### Supplied material
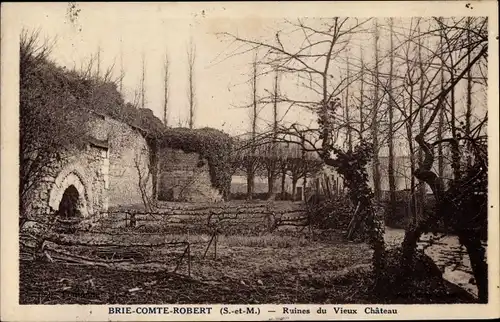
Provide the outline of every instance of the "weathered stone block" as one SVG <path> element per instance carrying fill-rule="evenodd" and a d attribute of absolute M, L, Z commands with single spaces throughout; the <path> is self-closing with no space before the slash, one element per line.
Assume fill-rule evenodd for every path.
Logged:
<path fill-rule="evenodd" d="M 221 194 L 212 187 L 207 160 L 197 153 L 163 149 L 159 156 L 158 197 L 161 200 L 215 202 Z"/>
<path fill-rule="evenodd" d="M 52 176 L 45 176 L 42 178 L 42 181 L 45 181 L 45 182 L 54 182 L 56 180 L 56 178 L 52 177 Z"/>

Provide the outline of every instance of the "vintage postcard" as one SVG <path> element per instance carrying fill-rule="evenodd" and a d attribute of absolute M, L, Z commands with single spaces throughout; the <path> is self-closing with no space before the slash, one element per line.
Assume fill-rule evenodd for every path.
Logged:
<path fill-rule="evenodd" d="M 496 2 L 1 15 L 2 321 L 500 316 Z"/>

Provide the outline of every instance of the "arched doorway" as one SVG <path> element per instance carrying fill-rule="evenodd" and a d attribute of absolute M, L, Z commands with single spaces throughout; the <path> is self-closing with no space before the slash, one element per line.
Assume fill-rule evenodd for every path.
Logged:
<path fill-rule="evenodd" d="M 92 187 L 81 173 L 85 172 L 69 168 L 61 171 L 56 178 L 50 191 L 49 206 L 53 213 L 61 212 L 60 218 L 93 214 Z M 73 211 L 75 208 L 77 212 Z"/>
<path fill-rule="evenodd" d="M 80 194 L 74 185 L 64 190 L 57 214 L 61 219 L 75 219 L 81 217 L 79 205 Z"/>

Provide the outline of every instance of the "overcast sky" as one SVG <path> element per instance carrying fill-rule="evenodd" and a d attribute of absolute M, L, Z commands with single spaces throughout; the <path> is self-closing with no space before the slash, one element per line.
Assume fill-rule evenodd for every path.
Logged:
<path fill-rule="evenodd" d="M 40 6 L 40 10 L 36 7 Z M 146 61 L 146 107 L 161 118 L 163 106 L 163 61 L 171 61 L 169 122 L 177 125 L 187 119 L 187 48 L 196 46 L 195 125 L 223 129 L 231 134 L 247 130 L 248 110 L 237 108 L 250 103 L 251 56 L 225 59 L 229 44 L 216 34 L 228 31 L 259 37 L 273 19 L 210 17 L 210 8 L 175 10 L 175 4 L 78 4 L 81 11 L 71 21 L 68 4 L 30 4 L 23 12 L 23 25 L 40 28 L 42 34 L 56 38 L 53 59 L 62 66 L 77 68 L 101 48 L 102 68 L 115 62 L 120 72 L 123 52 L 124 95 L 132 101 L 140 88 L 142 54 Z M 174 10 L 170 10 L 174 9 Z M 260 90 L 263 90 L 260 86 Z"/>
<path fill-rule="evenodd" d="M 356 3 L 359 4 L 361 3 Z M 44 36 L 56 38 L 52 57 L 59 65 L 68 68 L 79 67 L 100 48 L 102 69 L 112 65 L 114 61 L 118 75 L 122 52 L 125 71 L 124 95 L 127 101 L 132 101 L 134 91 L 140 88 L 144 53 L 146 107 L 160 118 L 163 106 L 163 60 L 168 52 L 172 65 L 169 123 L 174 126 L 179 121 L 187 120 L 187 49 L 192 39 L 196 45 L 195 126 L 210 126 L 230 134 L 238 134 L 249 130 L 249 111 L 237 106 L 251 102 L 250 86 L 244 84 L 249 77 L 251 55 L 227 58 L 234 46 L 231 47 L 228 42 L 222 41 L 216 36 L 217 33 L 230 32 L 254 39 L 269 38 L 275 33 L 277 21 L 285 16 L 296 18 L 297 12 L 313 17 L 324 16 L 329 11 L 340 15 L 361 13 L 371 16 L 390 15 L 391 10 L 396 10 L 394 5 L 384 2 L 377 2 L 377 6 L 372 6 L 369 11 L 353 11 L 353 6 L 346 3 L 331 5 L 328 10 L 325 5 L 323 10 L 318 4 L 316 7 L 305 4 L 301 6 L 294 5 L 295 16 L 290 16 L 291 5 L 287 10 L 277 4 L 79 3 L 78 16 L 72 20 L 68 14 L 68 3 L 30 3 L 18 5 L 16 17 L 23 27 L 39 28 Z M 263 10 L 264 7 L 267 10 Z M 405 11 L 399 11 L 400 15 L 410 15 L 413 7 L 414 13 L 429 14 L 431 9 L 444 12 L 444 7 L 426 8 L 421 4 L 407 4 Z M 463 12 L 461 5 L 447 7 L 450 14 L 454 10 Z M 370 59 L 370 37 L 365 37 L 363 41 L 365 55 Z M 384 41 L 383 37 L 381 41 Z M 284 83 L 284 91 L 300 94 L 301 88 L 297 85 L 294 87 L 293 80 L 285 80 Z M 262 81 L 259 85 L 260 95 L 264 95 L 265 88 L 270 86 L 269 81 Z M 287 106 L 281 106 L 280 113 L 283 114 L 286 109 Z M 270 108 L 265 108 L 262 112 L 260 127 L 263 128 L 268 123 L 266 118 L 268 119 L 269 113 Z M 287 119 L 308 124 L 314 117 L 303 109 L 292 109 L 288 111 Z"/>

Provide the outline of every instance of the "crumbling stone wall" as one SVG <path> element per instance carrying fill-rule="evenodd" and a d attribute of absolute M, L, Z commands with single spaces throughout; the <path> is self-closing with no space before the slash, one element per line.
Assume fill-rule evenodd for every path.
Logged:
<path fill-rule="evenodd" d="M 138 129 L 113 119 L 108 124 L 109 206 L 142 204 L 143 193 L 152 197 L 150 149 Z"/>
<path fill-rule="evenodd" d="M 46 221 L 55 214 L 70 186 L 78 191 L 84 221 L 98 220 L 111 206 L 142 204 L 143 193 L 151 196 L 150 151 L 139 129 L 97 114 L 87 126 L 87 146 L 61 151 L 47 163 L 32 189 L 29 219 Z"/>
<path fill-rule="evenodd" d="M 66 189 L 78 191 L 77 214 L 82 221 L 98 221 L 111 207 L 143 204 L 157 197 L 168 201 L 215 202 L 221 193 L 212 186 L 210 168 L 198 153 L 161 149 L 151 169 L 152 151 L 139 128 L 94 113 L 88 144 L 61 151 L 47 163 L 42 180 L 32 190 L 29 211 L 45 221 L 60 206 Z"/>
<path fill-rule="evenodd" d="M 210 168 L 198 153 L 161 149 L 158 158 L 158 199 L 216 202 L 222 195 L 212 186 Z"/>

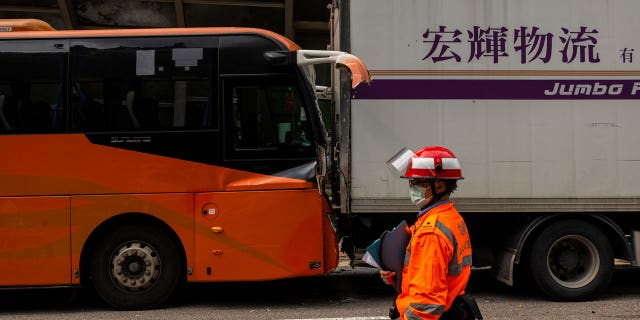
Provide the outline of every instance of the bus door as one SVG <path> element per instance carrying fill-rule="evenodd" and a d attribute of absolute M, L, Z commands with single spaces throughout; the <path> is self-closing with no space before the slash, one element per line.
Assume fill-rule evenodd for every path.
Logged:
<path fill-rule="evenodd" d="M 294 82 L 222 77 L 220 192 L 196 195 L 198 280 L 322 274 L 322 201 L 311 117 Z"/>

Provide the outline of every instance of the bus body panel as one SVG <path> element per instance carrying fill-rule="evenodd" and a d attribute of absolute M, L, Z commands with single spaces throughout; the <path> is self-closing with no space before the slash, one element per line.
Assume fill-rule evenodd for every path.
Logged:
<path fill-rule="evenodd" d="M 330 273 L 340 262 L 340 244 L 337 221 L 328 201 L 322 201 L 322 241 L 324 249 L 324 273 Z"/>
<path fill-rule="evenodd" d="M 68 285 L 69 197 L 0 197 L 0 286 Z"/>
<path fill-rule="evenodd" d="M 323 273 L 323 198 L 316 189 L 212 192 L 195 198 L 196 281 Z"/>
<path fill-rule="evenodd" d="M 315 187 L 299 179 L 95 145 L 82 134 L 4 135 L 0 136 L 0 149 L 12 150 L 0 158 L 0 196 Z"/>

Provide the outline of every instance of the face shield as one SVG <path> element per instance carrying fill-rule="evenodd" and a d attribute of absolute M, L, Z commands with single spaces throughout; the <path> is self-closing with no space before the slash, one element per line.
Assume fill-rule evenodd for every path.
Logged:
<path fill-rule="evenodd" d="M 387 160 L 386 165 L 387 168 L 393 173 L 396 177 L 404 176 L 404 173 L 407 170 L 407 166 L 411 161 L 411 158 L 415 156 L 415 153 L 407 148 L 402 148 L 400 151 L 396 152 L 389 160 Z"/>
<path fill-rule="evenodd" d="M 404 177 L 407 171 L 407 166 L 409 166 L 411 159 L 415 155 L 416 154 L 413 151 L 407 148 L 402 148 L 400 149 L 400 151 L 396 152 L 396 154 L 394 154 L 389 160 L 387 160 L 387 168 L 394 176 Z M 429 199 L 425 198 L 426 190 L 427 188 L 425 186 L 410 183 L 409 198 L 411 199 L 411 203 L 418 207 L 418 209 L 422 209 L 429 202 Z"/>

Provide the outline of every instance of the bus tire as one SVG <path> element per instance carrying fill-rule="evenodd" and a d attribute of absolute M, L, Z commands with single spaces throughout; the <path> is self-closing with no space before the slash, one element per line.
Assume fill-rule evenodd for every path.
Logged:
<path fill-rule="evenodd" d="M 547 227 L 531 249 L 533 280 L 559 301 L 587 300 L 604 290 L 613 276 L 613 250 L 595 226 L 564 220 Z"/>
<path fill-rule="evenodd" d="M 157 308 L 182 281 L 175 241 L 148 224 L 114 228 L 94 250 L 90 268 L 93 287 L 116 309 Z"/>

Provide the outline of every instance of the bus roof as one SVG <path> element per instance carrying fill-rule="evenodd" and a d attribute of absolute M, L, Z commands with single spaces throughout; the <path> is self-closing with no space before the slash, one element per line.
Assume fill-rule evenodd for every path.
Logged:
<path fill-rule="evenodd" d="M 37 19 L 0 19 L 0 39 L 56 39 L 56 38 L 117 38 L 154 36 L 191 36 L 222 34 L 258 34 L 282 43 L 287 49 L 301 49 L 285 36 L 257 28 L 200 27 L 200 28 L 153 28 L 153 29 L 100 29 L 100 30 L 55 30 L 48 23 Z"/>
<path fill-rule="evenodd" d="M 0 19 L 0 31 L 55 31 L 55 29 L 38 19 Z"/>

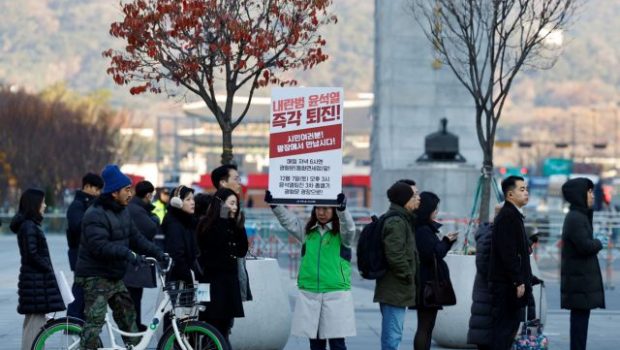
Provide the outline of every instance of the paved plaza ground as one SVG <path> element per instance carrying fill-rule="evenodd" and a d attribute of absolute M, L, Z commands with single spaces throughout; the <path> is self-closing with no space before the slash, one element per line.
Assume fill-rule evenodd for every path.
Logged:
<path fill-rule="evenodd" d="M 64 235 L 49 235 L 48 244 L 56 269 L 68 271 L 66 258 L 66 239 Z M 0 349 L 19 349 L 23 316 L 16 312 L 17 275 L 19 271 L 19 251 L 16 238 L 12 234 L 0 235 Z M 604 266 L 604 260 L 601 260 Z M 557 265 L 550 262 L 541 266 L 542 277 L 547 281 L 547 298 L 549 303 L 545 333 L 552 349 L 569 349 L 569 314 L 560 310 Z M 280 259 L 282 282 L 291 296 L 291 303 L 296 292 L 295 281 L 290 279 L 288 260 Z M 605 275 L 604 275 L 605 276 Z M 620 282 L 620 264 L 613 263 L 613 283 Z M 381 315 L 377 304 L 372 303 L 374 283 L 362 280 L 357 274 L 353 277 L 353 296 L 356 307 L 356 324 L 358 335 L 347 339 L 350 350 L 376 350 L 380 348 Z M 144 298 L 144 314 L 152 311 L 156 290 L 147 290 Z M 620 286 L 606 291 L 606 310 L 595 310 L 590 319 L 588 348 L 597 350 L 615 350 L 620 348 Z M 405 320 L 404 339 L 401 349 L 412 349 L 413 335 L 416 327 L 414 311 L 409 311 Z M 307 350 L 307 339 L 290 337 L 285 350 Z M 442 349 L 433 345 L 433 349 Z"/>

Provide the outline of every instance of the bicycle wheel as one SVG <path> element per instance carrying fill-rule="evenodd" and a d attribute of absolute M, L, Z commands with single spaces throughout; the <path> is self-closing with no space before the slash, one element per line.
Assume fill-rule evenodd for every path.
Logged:
<path fill-rule="evenodd" d="M 84 321 L 63 317 L 48 321 L 32 342 L 32 350 L 77 350 Z M 101 346 L 101 339 L 99 339 Z"/>
<path fill-rule="evenodd" d="M 187 321 L 179 325 L 179 332 L 194 350 L 229 350 L 222 334 L 212 325 L 200 321 Z M 157 344 L 158 350 L 181 349 L 177 343 L 174 329 L 168 327 Z"/>

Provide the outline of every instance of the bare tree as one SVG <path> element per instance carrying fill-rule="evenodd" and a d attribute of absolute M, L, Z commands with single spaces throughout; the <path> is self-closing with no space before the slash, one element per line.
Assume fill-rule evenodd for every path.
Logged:
<path fill-rule="evenodd" d="M 517 74 L 550 68 L 575 0 L 409 0 L 414 17 L 436 52 L 474 99 L 483 152 L 479 218 L 488 220 L 497 125 Z"/>
<path fill-rule="evenodd" d="M 85 172 L 98 172 L 122 152 L 117 112 L 89 106 L 0 87 L 0 203 L 15 200 L 10 189 L 36 186 L 53 204 Z"/>

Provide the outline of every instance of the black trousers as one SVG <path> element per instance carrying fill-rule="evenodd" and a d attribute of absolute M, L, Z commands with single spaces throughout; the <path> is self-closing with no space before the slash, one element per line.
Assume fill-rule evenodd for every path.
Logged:
<path fill-rule="evenodd" d="M 200 321 L 207 322 L 208 324 L 215 327 L 226 339 L 226 343 L 228 343 L 228 347 L 232 348 L 230 346 L 230 339 L 228 339 L 228 336 L 230 335 L 230 330 L 232 329 L 233 324 L 235 322 L 234 318 L 212 318 L 212 317 L 206 316 L 205 313 L 201 312 L 198 315 L 198 319 Z"/>
<path fill-rule="evenodd" d="M 347 350 L 344 338 L 310 339 L 310 350 L 327 350 L 328 341 L 330 350 Z"/>
<path fill-rule="evenodd" d="M 491 285 L 493 294 L 493 335 L 491 349 L 510 350 L 519 329 L 519 323 L 524 320 L 524 308 L 516 304 L 516 288 L 511 284 L 494 283 Z"/>
<path fill-rule="evenodd" d="M 590 310 L 570 310 L 570 350 L 585 350 Z"/>
<path fill-rule="evenodd" d="M 142 294 L 144 292 L 144 288 L 135 288 L 135 287 L 127 287 L 129 291 L 129 295 L 131 296 L 131 300 L 133 300 L 133 304 L 136 308 L 136 326 L 138 326 L 139 330 L 142 330 L 144 327 L 142 326 Z"/>

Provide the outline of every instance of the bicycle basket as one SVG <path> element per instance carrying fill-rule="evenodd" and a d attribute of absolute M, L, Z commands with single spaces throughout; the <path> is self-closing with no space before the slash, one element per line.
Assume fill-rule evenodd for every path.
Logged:
<path fill-rule="evenodd" d="M 196 305 L 196 287 L 183 281 L 166 283 L 166 292 L 170 295 L 172 307 L 192 307 Z"/>

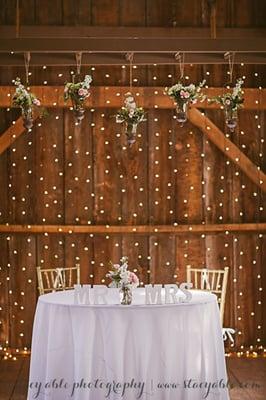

### Task objective
Please reproduce exactly the lines in the listing above from the one containing "Provide the outline of every instance of the bare" through the one containing "Provide the outline of every instance of the black", both included, and nothing more.

### Response for this exercise
Provide the outline of every instance of the bare tree as one SVG <path> element per instance carrying fill-rule="evenodd" and a d attribute of absolute M, L, Z commands with single spaces throughout; the <path> is self-closing with no space before the slash, one element per line.
Assume fill-rule evenodd for every path.
Logged:
<path fill-rule="evenodd" d="M 517 74 L 550 68 L 575 0 L 409 0 L 414 17 L 436 52 L 474 99 L 483 152 L 479 218 L 488 220 L 497 125 Z"/>
<path fill-rule="evenodd" d="M 85 172 L 98 172 L 122 152 L 117 112 L 89 106 L 0 87 L 0 203 L 15 200 L 10 189 L 36 186 L 53 204 Z"/>

Provide the outline of every instance of the black trousers as one SVG <path> element per instance carrying fill-rule="evenodd" and a d attribute of absolute M, L, Z commands with single spaces throughout; the <path> is self-closing with no space before the slash, one element per line.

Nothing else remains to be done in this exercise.